---------- DATA SHOWN ----------

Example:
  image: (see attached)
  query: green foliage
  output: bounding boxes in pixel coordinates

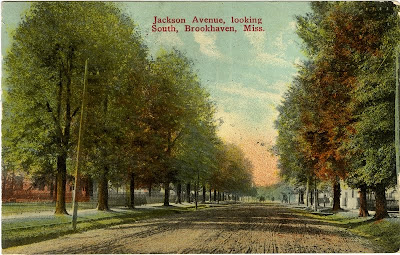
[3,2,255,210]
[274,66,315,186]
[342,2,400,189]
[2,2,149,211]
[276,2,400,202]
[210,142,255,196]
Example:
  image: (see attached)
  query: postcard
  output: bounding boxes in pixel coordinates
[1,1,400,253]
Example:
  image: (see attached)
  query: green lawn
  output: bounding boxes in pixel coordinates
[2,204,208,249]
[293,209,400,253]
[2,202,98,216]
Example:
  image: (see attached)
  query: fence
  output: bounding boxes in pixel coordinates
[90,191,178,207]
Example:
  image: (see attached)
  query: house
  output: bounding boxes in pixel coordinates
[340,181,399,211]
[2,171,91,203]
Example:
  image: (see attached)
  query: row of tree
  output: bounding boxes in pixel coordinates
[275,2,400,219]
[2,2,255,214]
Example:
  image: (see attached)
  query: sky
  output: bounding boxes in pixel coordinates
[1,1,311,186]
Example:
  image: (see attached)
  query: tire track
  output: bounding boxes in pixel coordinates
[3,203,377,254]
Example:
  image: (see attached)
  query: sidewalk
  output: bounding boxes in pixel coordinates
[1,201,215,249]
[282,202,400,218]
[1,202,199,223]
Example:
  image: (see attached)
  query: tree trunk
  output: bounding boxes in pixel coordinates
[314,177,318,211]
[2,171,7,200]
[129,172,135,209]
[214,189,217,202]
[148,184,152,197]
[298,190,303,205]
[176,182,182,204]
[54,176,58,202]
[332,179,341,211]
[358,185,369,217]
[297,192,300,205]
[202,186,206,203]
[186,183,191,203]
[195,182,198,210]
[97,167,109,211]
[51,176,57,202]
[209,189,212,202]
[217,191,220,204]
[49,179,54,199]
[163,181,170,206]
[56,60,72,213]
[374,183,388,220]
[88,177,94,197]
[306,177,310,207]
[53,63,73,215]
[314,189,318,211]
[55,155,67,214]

----------
---------- DATA SHOWN ----------

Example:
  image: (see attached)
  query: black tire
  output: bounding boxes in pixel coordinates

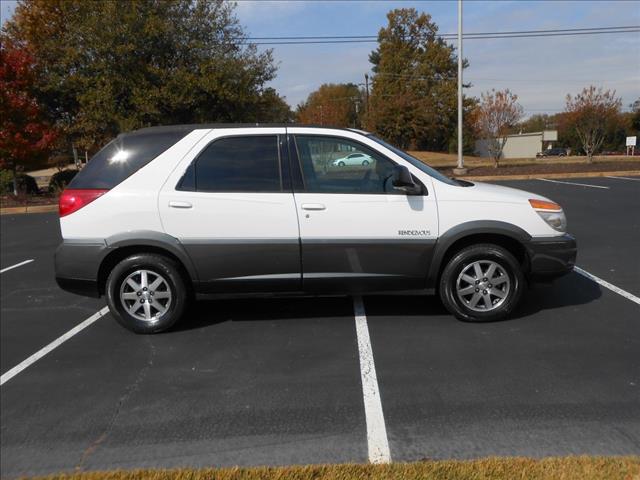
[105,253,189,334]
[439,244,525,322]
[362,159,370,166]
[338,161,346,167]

----------
---------- DATA SHOWN ----------

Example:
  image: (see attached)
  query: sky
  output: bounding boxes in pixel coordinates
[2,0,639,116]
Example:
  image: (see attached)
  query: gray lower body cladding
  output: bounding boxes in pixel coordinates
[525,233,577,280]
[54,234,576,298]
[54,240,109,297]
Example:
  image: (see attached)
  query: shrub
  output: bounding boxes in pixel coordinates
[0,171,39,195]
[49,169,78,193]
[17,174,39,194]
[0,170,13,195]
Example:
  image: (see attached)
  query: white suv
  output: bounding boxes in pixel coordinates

----------

| TASK |
Pull each line that includes the word "green" out of the material above.

| PROBLEM SOLUTION |
  query: green foliage
  query: green lawn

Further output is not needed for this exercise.